» Goal: Each entry below is to be printed verbatim.

» Information given:
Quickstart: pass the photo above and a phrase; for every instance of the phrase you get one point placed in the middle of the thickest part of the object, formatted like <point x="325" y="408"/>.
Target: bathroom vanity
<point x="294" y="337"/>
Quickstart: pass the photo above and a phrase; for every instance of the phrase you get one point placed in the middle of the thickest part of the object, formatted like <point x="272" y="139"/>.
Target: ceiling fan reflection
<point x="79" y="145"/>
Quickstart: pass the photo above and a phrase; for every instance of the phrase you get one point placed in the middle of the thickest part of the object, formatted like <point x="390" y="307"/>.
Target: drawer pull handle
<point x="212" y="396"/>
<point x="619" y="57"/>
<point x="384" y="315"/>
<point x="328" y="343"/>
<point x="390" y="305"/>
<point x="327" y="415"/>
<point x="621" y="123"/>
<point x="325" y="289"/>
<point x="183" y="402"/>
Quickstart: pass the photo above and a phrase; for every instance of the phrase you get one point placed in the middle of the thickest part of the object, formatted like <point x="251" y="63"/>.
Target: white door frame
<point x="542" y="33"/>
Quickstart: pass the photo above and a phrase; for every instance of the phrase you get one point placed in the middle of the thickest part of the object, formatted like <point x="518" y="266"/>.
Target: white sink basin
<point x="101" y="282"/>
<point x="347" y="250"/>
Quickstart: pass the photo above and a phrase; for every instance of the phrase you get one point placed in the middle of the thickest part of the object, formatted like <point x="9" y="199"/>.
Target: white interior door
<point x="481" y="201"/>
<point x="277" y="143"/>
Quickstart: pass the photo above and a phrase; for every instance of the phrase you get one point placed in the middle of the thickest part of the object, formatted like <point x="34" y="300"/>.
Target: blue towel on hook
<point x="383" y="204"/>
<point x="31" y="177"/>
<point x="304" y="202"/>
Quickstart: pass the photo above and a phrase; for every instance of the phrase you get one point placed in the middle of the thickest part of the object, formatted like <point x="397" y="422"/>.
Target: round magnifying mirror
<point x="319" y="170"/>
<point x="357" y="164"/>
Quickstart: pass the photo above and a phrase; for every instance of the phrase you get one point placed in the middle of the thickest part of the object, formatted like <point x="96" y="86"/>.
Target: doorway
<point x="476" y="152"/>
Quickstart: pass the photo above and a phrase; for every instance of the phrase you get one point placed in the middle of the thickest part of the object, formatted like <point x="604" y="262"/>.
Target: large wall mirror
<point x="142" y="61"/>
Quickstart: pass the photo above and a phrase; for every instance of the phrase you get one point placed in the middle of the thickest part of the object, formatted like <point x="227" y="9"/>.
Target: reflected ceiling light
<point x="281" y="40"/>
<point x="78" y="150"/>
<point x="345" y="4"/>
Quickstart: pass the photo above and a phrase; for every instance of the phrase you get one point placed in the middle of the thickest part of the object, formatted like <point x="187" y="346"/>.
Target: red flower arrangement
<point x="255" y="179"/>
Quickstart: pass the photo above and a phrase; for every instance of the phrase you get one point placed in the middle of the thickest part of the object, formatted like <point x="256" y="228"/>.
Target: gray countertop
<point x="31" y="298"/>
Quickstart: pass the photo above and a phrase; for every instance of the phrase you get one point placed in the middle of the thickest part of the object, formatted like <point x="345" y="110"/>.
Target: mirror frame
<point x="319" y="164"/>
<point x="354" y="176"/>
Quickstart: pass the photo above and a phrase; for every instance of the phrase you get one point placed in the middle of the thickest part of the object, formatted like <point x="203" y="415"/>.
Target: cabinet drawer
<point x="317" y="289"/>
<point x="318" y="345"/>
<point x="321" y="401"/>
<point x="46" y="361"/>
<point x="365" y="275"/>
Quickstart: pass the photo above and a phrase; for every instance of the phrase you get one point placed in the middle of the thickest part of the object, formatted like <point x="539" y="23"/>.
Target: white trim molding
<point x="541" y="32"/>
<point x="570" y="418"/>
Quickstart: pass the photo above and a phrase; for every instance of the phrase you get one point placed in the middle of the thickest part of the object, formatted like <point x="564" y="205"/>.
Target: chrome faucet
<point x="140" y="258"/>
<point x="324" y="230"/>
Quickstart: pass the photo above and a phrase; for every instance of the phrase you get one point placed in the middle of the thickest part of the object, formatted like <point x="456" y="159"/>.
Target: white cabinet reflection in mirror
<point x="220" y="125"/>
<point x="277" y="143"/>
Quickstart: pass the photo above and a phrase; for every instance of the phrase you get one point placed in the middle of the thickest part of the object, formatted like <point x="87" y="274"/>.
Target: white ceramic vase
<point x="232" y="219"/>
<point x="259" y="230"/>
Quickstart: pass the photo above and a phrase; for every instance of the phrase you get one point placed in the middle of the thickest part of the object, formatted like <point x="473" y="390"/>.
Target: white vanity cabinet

» Output for this task:
Quickstart: pass the photo above and a phrase; for every instance of the phrase you get one point placed in the middle of the thickest part of the object, formatted like <point x="325" y="408"/>.
Target: bathroom vanity
<point x="294" y="337"/>
Quickstart: pass the photo above and a phrase; for every instance of the phrase you get one point placed in the middle of the thickest part of the object, formatted like <point x="272" y="139"/>.
Target: ceiling fan reflection
<point x="79" y="145"/>
Quickstart: pass the photo above and a phrase; for every instance of the phrase you get one point placed in the middle of the thickest part of the object, formatted like <point x="390" y="307"/>.
Target: drawer pull handle
<point x="212" y="396"/>
<point x="619" y="57"/>
<point x="384" y="315"/>
<point x="328" y="343"/>
<point x="390" y="305"/>
<point x="327" y="415"/>
<point x="621" y="123"/>
<point x="325" y="289"/>
<point x="183" y="402"/>
Quickstart: pass the photo above and a phrase; for every instance of the phrase you get one point placed in the middle of the thickest part of the object, formatted like <point x="251" y="63"/>.
Target: white door frame
<point x="542" y="33"/>
Quickstart: pass the photo above and a phrase; for every instance of the phrase you get one point placed in the middle of the thickest part of the object, formatted like <point x="518" y="266"/>.
Target: white sink basin
<point x="101" y="282"/>
<point x="347" y="250"/>
Quickstart: pass the photo above and a phrase; for every instance of the phrase you get one point placed in the middle of the thickest part of the object, formatted like <point x="9" y="199"/>.
Target: white interior door
<point x="481" y="201"/>
<point x="277" y="143"/>
Quickstart: pass the photo above and a phrase; for every instance of the phrase you get one point placed in the middle of the thickest part of the object, formatted like <point x="34" y="300"/>.
Target: blue towel on hook
<point x="383" y="204"/>
<point x="31" y="177"/>
<point x="304" y="202"/>
Quickstart: pass the photo above and a phrase; for every instance of the phrase you get one point placed in the middle of the thickest part of the object, formatted like <point x="397" y="422"/>.
Target: round magnifying mirror
<point x="319" y="170"/>
<point x="357" y="164"/>
Quickstart: pass the photo above and a phrase; for every instance of the phrase you get one point placed in the middle of the thickest part of the object, formatted like <point x="96" y="86"/>.
Target: doorway
<point x="476" y="152"/>
Quickstart: pass the photo above and a phrase; for every instance of the phrase you get one point placed in the middle of the thickest part of the object, formatted like <point x="604" y="262"/>.
Target: large wall mirror
<point x="142" y="61"/>
Quickstart: pass the photo above and a phrase; for every instance of the phrase you get one point placed in the middle of the thickest part of the object, formatted like <point x="227" y="9"/>.
Target: reflected ceiling light
<point x="281" y="40"/>
<point x="78" y="150"/>
<point x="345" y="4"/>
Quickstart: pass the photo above and a phrase; for every instance of the phrase you get one point placed in the middle of the thickest part of the object, formatted like <point x="187" y="346"/>.
Target: red flower arrangement
<point x="255" y="179"/>
Quickstart: pass the photo above and a phrase; for every instance of the phrase you get one point placed in the middle of the thickest part of the object, formatted like <point x="256" y="228"/>.
Target: gray countertop
<point x="31" y="298"/>
Quickstart: pass the photo above and a phrase; for every instance of the phrase you get one point placed in the middle of the thickest part of the object, formatted like <point x="345" y="110"/>.
Target: mirror frame
<point x="319" y="164"/>
<point x="354" y="176"/>
Quickstart: pass the photo above and a phrase; for every instance of the phrase you get one point placed in the middle of the thickest part of the object, formatted like <point x="203" y="415"/>.
Target: cabinet drawer
<point x="317" y="289"/>
<point x="318" y="345"/>
<point x="321" y="401"/>
<point x="46" y="361"/>
<point x="365" y="275"/>
Quickstart: pass the photo above and a phrase; for every instance of the phrase you get one point placed in the middle of the thickest part of the object, formatted like <point x="539" y="23"/>.
Target: white trim molding
<point x="541" y="32"/>
<point x="570" y="418"/>
Quickstart: pass the photo above and a phrase; for every instance of the phrase you get one point placed in the middle of the thickest part of the object, formatted like <point x="564" y="205"/>.
Target: chrome faucet
<point x="140" y="258"/>
<point x="324" y="230"/>
Quickstart: pass the photo above and a phrase; for every instance of the phrase you get one point placed in the middle of the thickest part of the object, formatted like <point x="456" y="159"/>.
Target: white cabinet reflection in mirror
<point x="220" y="125"/>
<point x="277" y="143"/>
Quickstart: pass the photo above and a phrase; for every instance of the phrase you get one point placed in the middle of the thickest part of the object, formatted like <point x="87" y="274"/>.
Target: white ceramic vase
<point x="232" y="219"/>
<point x="259" y="230"/>
Quickstart: pass the photo above and a phrase; for every instance of the phrase you get one point placed in the middle of the thickest part of the object, formatted like <point x="473" y="390"/>.
Target: white vanity cabinet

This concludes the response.